* _SUPPLIED ENTRIES_
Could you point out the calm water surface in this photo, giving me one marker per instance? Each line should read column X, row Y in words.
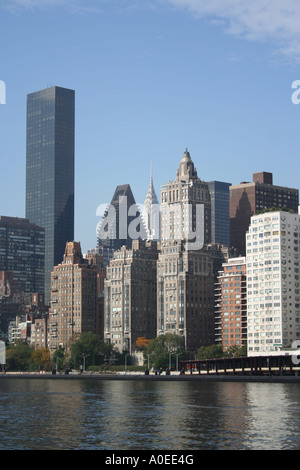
column 140, row 415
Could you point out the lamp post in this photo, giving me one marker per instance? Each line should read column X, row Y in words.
column 84, row 356
column 126, row 362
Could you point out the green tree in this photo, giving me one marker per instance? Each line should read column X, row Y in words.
column 19, row 356
column 160, row 350
column 210, row 352
column 88, row 350
column 41, row 359
column 237, row 351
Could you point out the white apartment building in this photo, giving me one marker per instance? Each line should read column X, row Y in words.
column 273, row 283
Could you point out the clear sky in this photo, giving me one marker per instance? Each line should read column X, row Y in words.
column 152, row 78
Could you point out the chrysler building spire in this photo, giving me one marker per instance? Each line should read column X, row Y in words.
column 151, row 212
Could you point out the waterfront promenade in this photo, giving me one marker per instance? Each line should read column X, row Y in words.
column 195, row 377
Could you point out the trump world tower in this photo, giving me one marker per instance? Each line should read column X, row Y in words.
column 50, row 170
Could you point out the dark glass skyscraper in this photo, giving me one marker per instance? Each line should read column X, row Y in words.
column 220, row 222
column 50, row 170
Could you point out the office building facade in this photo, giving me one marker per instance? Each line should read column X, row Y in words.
column 247, row 199
column 231, row 304
column 74, row 298
column 50, row 170
column 22, row 252
column 185, row 295
column 220, row 221
column 273, row 282
column 122, row 221
column 130, row 295
column 186, row 207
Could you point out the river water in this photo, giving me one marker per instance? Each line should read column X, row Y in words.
column 146, row 415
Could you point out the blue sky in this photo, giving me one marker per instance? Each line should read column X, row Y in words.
column 153, row 77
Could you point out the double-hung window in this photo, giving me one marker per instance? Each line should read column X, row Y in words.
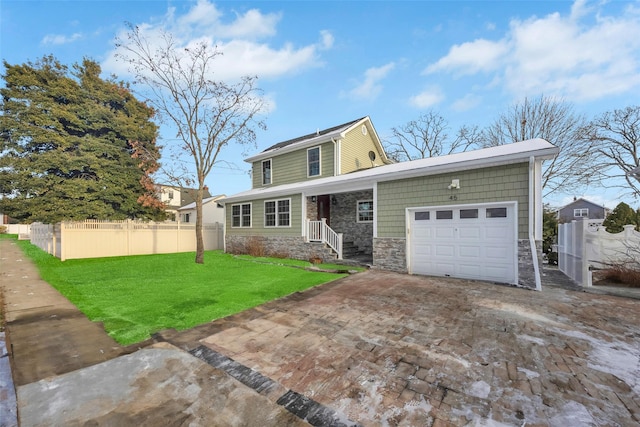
column 313, row 161
column 365, row 211
column 277, row 213
column 241, row 215
column 581, row 213
column 266, row 172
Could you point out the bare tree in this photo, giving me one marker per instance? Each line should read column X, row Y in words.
column 208, row 115
column 615, row 137
column 427, row 137
column 554, row 121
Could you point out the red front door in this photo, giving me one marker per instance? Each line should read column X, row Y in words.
column 324, row 208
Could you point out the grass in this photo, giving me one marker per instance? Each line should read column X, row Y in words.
column 136, row 296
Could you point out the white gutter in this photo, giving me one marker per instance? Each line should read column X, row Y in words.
column 365, row 179
column 532, row 210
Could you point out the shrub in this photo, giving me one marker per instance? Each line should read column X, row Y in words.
column 255, row 247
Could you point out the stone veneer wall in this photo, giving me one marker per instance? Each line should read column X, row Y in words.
column 526, row 272
column 344, row 220
column 391, row 254
column 291, row 247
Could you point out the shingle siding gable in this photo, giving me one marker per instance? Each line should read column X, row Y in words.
column 292, row 167
column 502, row 183
column 355, row 148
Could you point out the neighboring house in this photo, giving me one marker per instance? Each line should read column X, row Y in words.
column 475, row 215
column 176, row 197
column 212, row 211
column 581, row 209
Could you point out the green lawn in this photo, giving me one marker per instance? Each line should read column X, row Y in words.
column 138, row 295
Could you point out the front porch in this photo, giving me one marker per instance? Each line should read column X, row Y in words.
column 343, row 222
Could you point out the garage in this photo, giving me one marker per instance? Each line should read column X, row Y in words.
column 466, row 241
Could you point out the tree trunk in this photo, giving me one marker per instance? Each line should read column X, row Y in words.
column 199, row 238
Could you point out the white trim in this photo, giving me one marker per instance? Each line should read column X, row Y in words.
column 250, row 215
column 277, row 212
column 373, row 208
column 319, row 161
column 270, row 160
column 510, row 203
column 532, row 222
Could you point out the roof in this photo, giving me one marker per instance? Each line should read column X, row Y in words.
column 581, row 199
column 314, row 138
column 365, row 179
column 204, row 202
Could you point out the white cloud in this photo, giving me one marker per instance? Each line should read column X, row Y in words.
column 466, row 103
column 242, row 40
column 583, row 56
column 427, row 98
column 58, row 39
column 369, row 88
column 471, row 58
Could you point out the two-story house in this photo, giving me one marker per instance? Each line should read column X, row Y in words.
column 175, row 197
column 475, row 215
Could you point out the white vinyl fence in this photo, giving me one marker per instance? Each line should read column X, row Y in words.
column 22, row 230
column 585, row 244
column 97, row 239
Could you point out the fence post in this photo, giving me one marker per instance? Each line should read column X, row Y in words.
column 63, row 252
column 586, row 272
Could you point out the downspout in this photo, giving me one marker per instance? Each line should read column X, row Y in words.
column 532, row 211
column 336, row 157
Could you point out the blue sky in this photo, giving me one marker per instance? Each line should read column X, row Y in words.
column 325, row 63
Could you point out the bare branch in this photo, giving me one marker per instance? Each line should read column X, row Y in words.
column 207, row 114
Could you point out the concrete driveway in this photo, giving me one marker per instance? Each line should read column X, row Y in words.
column 373, row 349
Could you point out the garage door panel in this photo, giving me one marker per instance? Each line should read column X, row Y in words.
column 470, row 251
column 466, row 246
column 444, row 251
column 446, row 232
column 497, row 232
column 474, row 233
column 497, row 253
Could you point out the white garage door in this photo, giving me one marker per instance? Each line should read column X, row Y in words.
column 466, row 241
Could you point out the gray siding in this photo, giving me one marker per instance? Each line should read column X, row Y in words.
column 292, row 167
column 503, row 183
column 257, row 219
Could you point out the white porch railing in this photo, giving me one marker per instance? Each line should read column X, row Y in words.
column 319, row 231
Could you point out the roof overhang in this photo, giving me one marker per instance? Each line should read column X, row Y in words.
column 320, row 139
column 366, row 179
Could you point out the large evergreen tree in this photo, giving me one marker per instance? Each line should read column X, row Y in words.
column 74, row 146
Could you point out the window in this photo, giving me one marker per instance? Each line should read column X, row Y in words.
column 241, row 215
column 444, row 214
column 422, row 216
column 365, row 211
column 581, row 213
column 313, row 161
column 266, row 172
column 277, row 213
column 468, row 213
column 496, row 212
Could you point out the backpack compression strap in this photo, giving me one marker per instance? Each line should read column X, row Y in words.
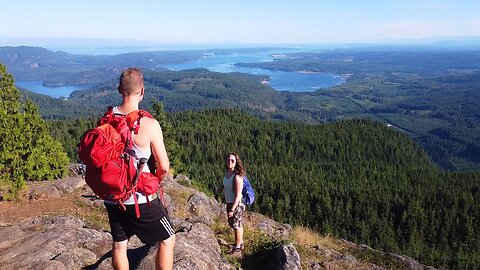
column 133, row 119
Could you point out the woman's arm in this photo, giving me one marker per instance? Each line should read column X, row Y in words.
column 238, row 192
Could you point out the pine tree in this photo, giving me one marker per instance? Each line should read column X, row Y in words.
column 27, row 150
column 173, row 147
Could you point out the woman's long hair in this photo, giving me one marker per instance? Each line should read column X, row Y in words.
column 239, row 169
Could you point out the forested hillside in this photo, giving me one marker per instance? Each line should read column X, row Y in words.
column 27, row 150
column 355, row 179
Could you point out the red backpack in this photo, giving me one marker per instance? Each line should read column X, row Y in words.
column 107, row 152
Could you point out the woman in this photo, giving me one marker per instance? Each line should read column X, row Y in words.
column 232, row 190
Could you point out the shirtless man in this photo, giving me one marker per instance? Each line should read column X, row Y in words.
column 154, row 225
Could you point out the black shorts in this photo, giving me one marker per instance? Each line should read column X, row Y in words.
column 153, row 225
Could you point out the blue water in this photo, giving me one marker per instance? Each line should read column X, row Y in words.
column 57, row 91
column 225, row 63
column 279, row 80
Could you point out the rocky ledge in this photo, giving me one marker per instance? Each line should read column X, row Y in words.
column 65, row 241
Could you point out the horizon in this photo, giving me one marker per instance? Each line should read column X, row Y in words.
column 262, row 23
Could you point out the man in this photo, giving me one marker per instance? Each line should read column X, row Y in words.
column 154, row 225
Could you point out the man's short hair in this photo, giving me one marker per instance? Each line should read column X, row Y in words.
column 131, row 82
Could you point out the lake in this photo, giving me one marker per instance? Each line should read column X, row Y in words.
column 57, row 91
column 279, row 80
column 225, row 63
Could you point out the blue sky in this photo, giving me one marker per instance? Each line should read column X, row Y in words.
column 246, row 21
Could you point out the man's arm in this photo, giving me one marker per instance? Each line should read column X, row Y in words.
column 158, row 150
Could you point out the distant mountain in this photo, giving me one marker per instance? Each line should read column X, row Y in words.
column 58, row 68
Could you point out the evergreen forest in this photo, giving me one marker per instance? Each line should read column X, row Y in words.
column 355, row 179
column 327, row 167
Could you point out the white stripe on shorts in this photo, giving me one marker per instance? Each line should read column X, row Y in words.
column 167, row 226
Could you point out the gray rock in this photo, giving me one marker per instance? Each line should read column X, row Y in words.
column 51, row 243
column 288, row 258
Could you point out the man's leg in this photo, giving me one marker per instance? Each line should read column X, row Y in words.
column 119, row 255
column 164, row 258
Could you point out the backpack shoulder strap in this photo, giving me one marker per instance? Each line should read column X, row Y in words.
column 133, row 119
column 107, row 116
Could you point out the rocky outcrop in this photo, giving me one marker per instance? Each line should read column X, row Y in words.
column 67, row 242
column 60, row 242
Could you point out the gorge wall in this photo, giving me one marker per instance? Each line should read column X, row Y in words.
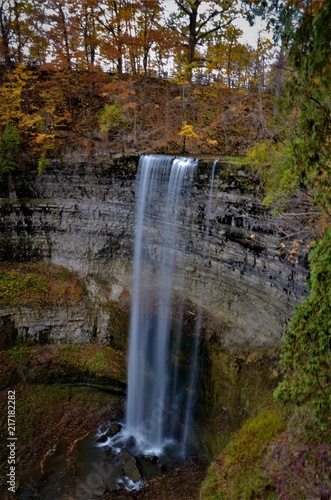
column 80, row 214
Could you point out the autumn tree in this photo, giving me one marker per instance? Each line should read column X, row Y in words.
column 198, row 20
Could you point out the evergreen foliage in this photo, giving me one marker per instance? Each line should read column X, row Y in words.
column 306, row 358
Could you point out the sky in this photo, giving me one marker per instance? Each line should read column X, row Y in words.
column 250, row 33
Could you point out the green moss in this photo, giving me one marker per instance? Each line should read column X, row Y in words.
column 239, row 472
column 38, row 285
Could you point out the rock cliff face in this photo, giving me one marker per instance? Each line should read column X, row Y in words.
column 81, row 215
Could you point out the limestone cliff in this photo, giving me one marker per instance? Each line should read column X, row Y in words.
column 81, row 215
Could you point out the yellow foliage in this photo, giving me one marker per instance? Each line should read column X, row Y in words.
column 187, row 131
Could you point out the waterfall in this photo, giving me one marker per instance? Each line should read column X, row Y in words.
column 155, row 398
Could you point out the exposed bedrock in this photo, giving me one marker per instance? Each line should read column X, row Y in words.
column 81, row 215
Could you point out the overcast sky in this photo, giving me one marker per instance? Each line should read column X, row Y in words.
column 250, row 34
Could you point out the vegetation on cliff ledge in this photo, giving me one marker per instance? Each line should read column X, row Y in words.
column 39, row 284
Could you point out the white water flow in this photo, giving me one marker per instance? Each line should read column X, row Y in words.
column 152, row 402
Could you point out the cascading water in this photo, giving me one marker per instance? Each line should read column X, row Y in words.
column 153, row 400
column 163, row 354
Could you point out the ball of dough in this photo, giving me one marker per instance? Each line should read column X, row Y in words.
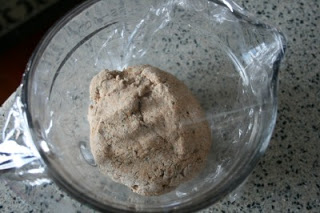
column 147, row 130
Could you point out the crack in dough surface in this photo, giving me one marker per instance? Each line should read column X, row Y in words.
column 147, row 130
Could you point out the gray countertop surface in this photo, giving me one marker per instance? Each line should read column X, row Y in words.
column 287, row 179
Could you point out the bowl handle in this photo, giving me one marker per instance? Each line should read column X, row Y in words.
column 19, row 157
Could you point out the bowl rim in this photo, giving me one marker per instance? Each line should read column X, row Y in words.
column 202, row 201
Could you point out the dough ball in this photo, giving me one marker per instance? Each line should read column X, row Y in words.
column 147, row 130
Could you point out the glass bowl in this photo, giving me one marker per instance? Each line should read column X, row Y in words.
column 225, row 56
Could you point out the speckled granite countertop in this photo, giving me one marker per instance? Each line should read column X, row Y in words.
column 287, row 178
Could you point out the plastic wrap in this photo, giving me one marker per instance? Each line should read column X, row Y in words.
column 227, row 59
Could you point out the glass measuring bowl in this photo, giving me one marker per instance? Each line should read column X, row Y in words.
column 227, row 58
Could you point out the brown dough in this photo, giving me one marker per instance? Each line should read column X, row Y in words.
column 148, row 131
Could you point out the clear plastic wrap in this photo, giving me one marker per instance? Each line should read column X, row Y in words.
column 227, row 59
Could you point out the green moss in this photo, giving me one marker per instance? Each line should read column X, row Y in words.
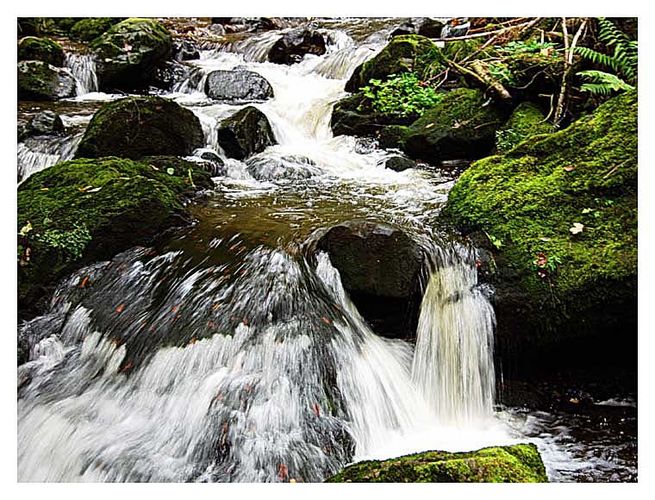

* _TASK STATEMENT_
Please rewrite the stretch of records from the line that contains "Could you point out the lamp" through the line that contains "column 237, row 351", with "marker" replaced by "pin" and nothing else changed. Give only those lines.

* _WRITTEN REPLY_
Could you point out the lamp post in this photo, giving me one pin per instance? Each line should read column X, row Y in words.
column 84, row 356
column 126, row 362
Could you point out the green tree in this photo, giving me one pin per instance? Each line should read column X, row Y in words.
column 19, row 356
column 160, row 350
column 210, row 352
column 88, row 350
column 41, row 359
column 237, row 351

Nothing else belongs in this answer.